### Tasks to carry out
(1) According to the 4-bit quantization thread, what hardware does DeepSparse support right now?
(2) Repeat word for word the stretch of the 4-bit quantization thread from "Hi @truenorth8. Thanks" through "in any platform.".

Research: 4-bit quantization

neuralmagic / deepsparse

Sparsity-aware deep learning inference runtime for CPUs

https://neuralmagic.com/deepsparse/

Other

2.97k stars 171 forks source link

Research: 4-bit quantization #1369

Closed truenorth8 closed 4 months ago

truenorth8 commented 10 months ago

Hi.

The paper describes 8-bit quantization combined with pruning, which is fantastic.

My question: has any research been done for 4-bit quantization? Since GPU memory is notoriously expensive, 4-bit quantization would allow running much bigger models (eg 70B models that require low latency, so ran on the GPU).

I'd be happy to contribute if someone could provide implementation guidance.

anmarques commented 9 months ago

Hi @truenorth8. Thanks for your interest in contributing to deepsparse. There's actually been plenty of research into quantizing LLMs to 4 bits. Probably some of the most notorious examples are GPTQ and the subsequent extension SparseGPT. These algorithms are available on the nightly version of our library for sparsification of LLMs SparseML. Here's a link to the main entry point for it: https://github.com/neuralmagic/sparseml/blob/main/src/sparseml/transformers/sparsification/obcq/obcq.py.

Just to clarify, DeepSparse is our inference engine that supports fast execution of sparse and quantized models. DeepSparse at the moment supports CPUs only. However, you can use SparseML to produce compressed models and deploy in any platform.

Fritskee commented 7 months ago

@anmarques will 4-bit Q also come to YOLO models?

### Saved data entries
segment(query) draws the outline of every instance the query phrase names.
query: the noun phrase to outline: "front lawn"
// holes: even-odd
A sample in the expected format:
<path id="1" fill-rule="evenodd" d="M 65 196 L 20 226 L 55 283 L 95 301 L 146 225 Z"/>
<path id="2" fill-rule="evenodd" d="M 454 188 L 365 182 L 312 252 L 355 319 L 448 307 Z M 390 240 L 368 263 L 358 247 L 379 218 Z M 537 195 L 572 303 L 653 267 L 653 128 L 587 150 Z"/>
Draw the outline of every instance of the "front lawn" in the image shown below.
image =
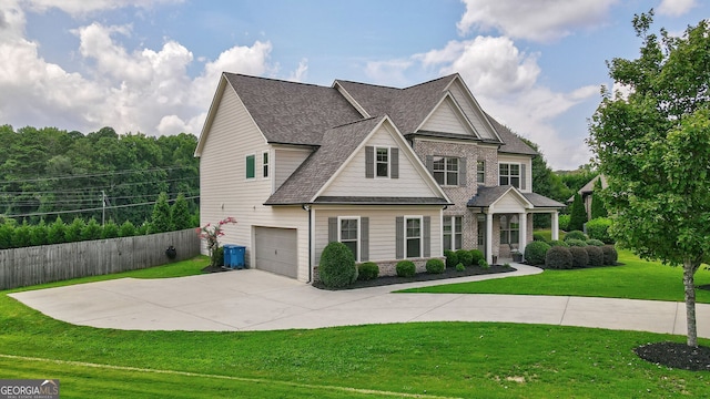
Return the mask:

### Answers given
(1) CPUs only.

(2)
Hi @truenorth8. Thanks for your interest in contributing to deepsparse. There's actually been plenty of research into quantizing LLMs to 4 bits. Probably some of the most notorious examples are GPTQ and the subsequent extension SparseGPT. These algorithms are available on the nightly version of our library for sparsification of LLMs SparseML. Here's a link to the main entry point for it: https://github.com/neuralmagic/sparseml/blob/main/src/sparseml/transformers/sparsification/obcq/obcq.py.

Just to clarify, DeepSparse is our inference engine that supports fast execution of sparse and quantized models. DeepSparse at the moment supports CPUs only. However, you can use SparseML to produce compressed models and deploy in any platform.